:: Document text ::

"""

How to Pray for the Global Church
This article is part of the How to Pray series.
One Church
In praying for the global church, start by remembering that there is just one church of Jesus Christ. We look around and see all kinds of different churches, both in our local environment and in the world at large. Too often, we think of “the church” as simply those bodies with which we are personally familiar. But Scripture clearly teaches that there is just one “body of Christ.” All of those who are his are one in him and the real “Lord’s Prayer” in John 17, as distinct from the “Disciple’s Prayer” in Matthew 6, features Jesus’s own request of his Father that “they”—all of those who belong to Jesus—may be one even as he and the Father are one.
Thus, when we pray for the global church, we are, in a real sense, becoming an answer to Jesus’s own prayer. That’s an excellent perspective on why we pray for the global church.
Following are a few specific suggestions and proposed applications that flow from this why.
Confronting Kingdom Challenges
Samuel T. Logan Jr.
A denominationally and ethnically diverse group of contributors addresses a wide range of critical issues facing the church today.
1. Take the time to familiarize yourself with the experiences of and challenges to the church of Christ.
Of course, general prayer (like “Lord, bless all the missionaries in the world”) will be heard by your Father in heaven. In John 17, Jesus prays, “Father, I want those you have given me to be with me where I am and to see my glory . . .” But by both biblical example and instruction, specific petitions are appropriate. Simply look at Matthew 8. First a man with leprosy, then a centurion with a suffering servant, and then the terrified disciples on the storm-tossed Sea of Galilee all make very specific requests of Jesus . . . and he hears and he acts. Be sure that your prayers include both general and specific petitions.
Application: Pray for the Christians of India, that the current constitutional guarantees of religious freedom will not be rescinded. According to a current Christian leader in India, several of the regions of that nation are considering laws which would prohibit conversion from one religion to another. This would endanger many of the evangelistic efforts of Christian churches in those regions.1
2. Familiarize yourself with the challenges facing various groups of evangelical Christians in each of the specific areas on which you will concentrate your prayers.
In few (if any) areas of the world is there just one perfectly united church. Bible-believing, evangelical Christians in the United States certainly have disagreements among themselves and that is no less true in other locations around the world. For example, in the land that we call “Israel,” there are both deeply committed evangelical Israeli Christians and deeply committed evangelical Palestinian Christians. While some of the challenges facing the two groups are similar, others are quite different. Make sure that your prayers are equally informed and fervent for each group.

"""

:: Exercise instructions ::
A – Summarize the prayer article in two sentences.
B – From the prayer article, extract the passage that begins at the words "Application: Pray for" and stops after "concentrate your prayers.".
The records that come next are separate from the prayer article.

[Entries for locating named things]
"""

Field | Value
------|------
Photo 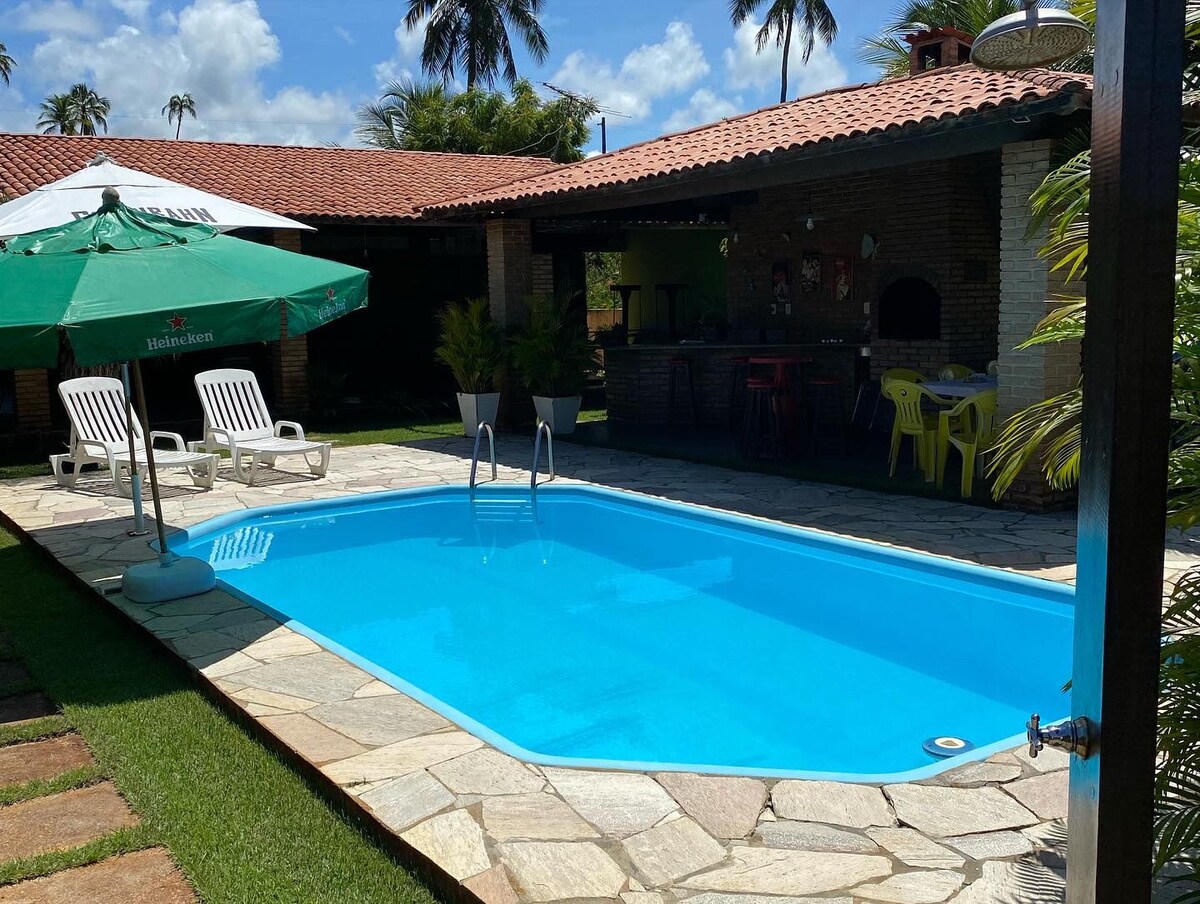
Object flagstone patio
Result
[0,436,1200,904]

"""

:: Answers to the exercises ::
A – The prayer article holds that there is only one church of Jesus Christ, so praying for the global church is a way of becoming an answer to Jesus's own prayer in John 17 that all who belong to him may be one. It advises including both general and specific petitions, such as praying that the guarantees of religious freedom in India are not rescinded, and learning the challenges facing different groups of evangelical Christians, such as Israeli and Palestinian believers, so that prayers for each group are equally informed and fervent.

B –
Application: Pray for the Christians of India, that the current constitutional guarantees of religious freedom will not be rescinded. According to a current Christian leader in India, several of the regions of that nation are considering laws which would prohibit conversion from one religion to another. This would endanger many of the evangelistic efforts of Christian churches in those regions.1
2. Familiarize yourself with the challenges facing various groups of evangelical Christians in each of the specific areas on which you will concentrate your prayers.